Excerpts of pointing data:
----------------
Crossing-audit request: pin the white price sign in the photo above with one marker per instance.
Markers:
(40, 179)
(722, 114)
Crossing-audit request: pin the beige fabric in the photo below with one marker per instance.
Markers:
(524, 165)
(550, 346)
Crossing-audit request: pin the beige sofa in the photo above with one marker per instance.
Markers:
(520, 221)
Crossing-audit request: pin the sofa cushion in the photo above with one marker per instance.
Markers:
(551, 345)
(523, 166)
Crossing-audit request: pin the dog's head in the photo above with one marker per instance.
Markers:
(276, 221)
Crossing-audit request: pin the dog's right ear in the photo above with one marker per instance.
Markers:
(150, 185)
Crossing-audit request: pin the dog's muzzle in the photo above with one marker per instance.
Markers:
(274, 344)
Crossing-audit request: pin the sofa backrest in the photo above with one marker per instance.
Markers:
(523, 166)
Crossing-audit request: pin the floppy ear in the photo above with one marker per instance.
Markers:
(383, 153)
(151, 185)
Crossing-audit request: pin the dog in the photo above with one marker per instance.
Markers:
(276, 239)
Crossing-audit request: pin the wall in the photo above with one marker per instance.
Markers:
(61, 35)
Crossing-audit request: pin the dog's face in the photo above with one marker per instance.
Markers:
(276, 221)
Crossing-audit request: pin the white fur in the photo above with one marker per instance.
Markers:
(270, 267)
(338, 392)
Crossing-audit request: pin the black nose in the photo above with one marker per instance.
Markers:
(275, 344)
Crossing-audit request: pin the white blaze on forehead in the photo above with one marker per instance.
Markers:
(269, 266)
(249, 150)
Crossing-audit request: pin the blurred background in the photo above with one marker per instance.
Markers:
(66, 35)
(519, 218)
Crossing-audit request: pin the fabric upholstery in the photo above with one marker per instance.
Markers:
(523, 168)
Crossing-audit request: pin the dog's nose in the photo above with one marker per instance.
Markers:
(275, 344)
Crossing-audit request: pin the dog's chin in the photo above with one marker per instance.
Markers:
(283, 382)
----------------
### SET EXERCISE
Retype word for word the lines of the rows above, starting at the line that contains "Crossing-audit request: pin the blurred" and ending with the last line of the rows.

### FINAL RESULT
Crossing-audit request: pin the blurred background in the photo above with one marker per instance.
Markers:
(66, 35)
(519, 218)
Crossing-audit request: pin the fabric upholstery in the photo above with one marker per instance.
Markers:
(523, 168)
Crossing-audit request: pin the dog's nose in the photo above with one marker per instance.
Markers:
(275, 344)
Crossing-audit request: pin the dog's chin in the photo above with one marker per instance.
Markers:
(283, 382)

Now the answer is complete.